Reading text =
----

By Ryan Morgan
U.S. and Russian officials are each accusing the other side of causing a dangerous encounter between a U.S. MQ-9 Reaper drone and a Russian military aircraft over Syria on Sunday.
Russian Rear Adm. Oleg Gurinov told the Russian state-run TASS news agency that a U.S. drone nearly caused a mid-air collision with Russian warplanes operating near Al-Bab, in the northern Syrian region of Aleppo. He claimed the U.S. drone eventually turned its targeting system on the Russian fighter jet, automatically triggering the Russian warplane’s defensive systems.
“Russian pilots once again demonstrated high professionalism and took timely measures to prevent collisions with the coalition’s unmanned aerial vehicles,” Rear Adm. Gurinov claimed.

----

Data extract =
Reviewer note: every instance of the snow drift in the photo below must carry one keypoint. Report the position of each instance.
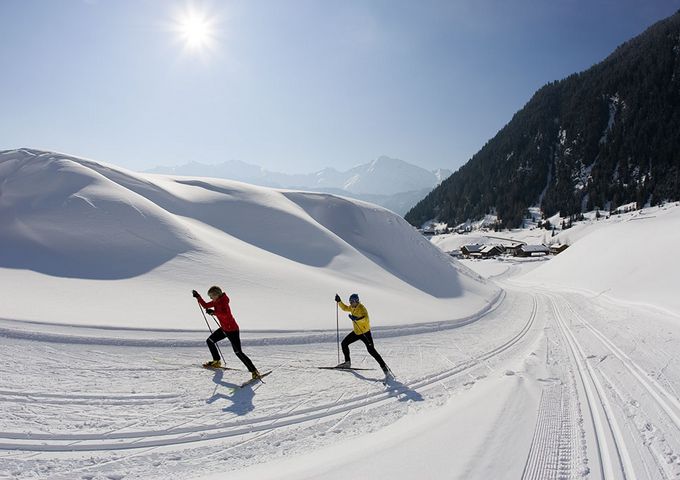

----

Directions =
[A] In the article about the drone encounter over Syria, what does the Russian admiral say set off the Russian warplane's defensive systems? Answer in one to three sentences.
[B] Carry on the article about the drone encounter over Syria, starting right after its last sentence.

Outputs by task =
[A] He says the U.S. drone turned its targeting system on the Russian fighter jet. That action automatically triggered the warplane's defensive systems.

[B]
Lt. Gen. Alex Grynkewich, the head of U.S. Air Forces Central (AFCENT), by contrast, claimed the Russian fighter jet approached the U.S. MQ-9 drone and began “harassing” it before “deploying flares from a position directly overhead, with only a few meters of separation between aircraft.”
“One of the Russian flares struck the U.S. MQ-9, severely damaging its propeller,” he said in a Tuesday press statement.
The U.S. Air Force shared a video of the encounter. The MQ-9’s rear-facing camera captured footage of a fighter jet closing in from behind, followed by grainy forward-facing infrared footage appearing to show a fighter jet dropping a series of flares behind.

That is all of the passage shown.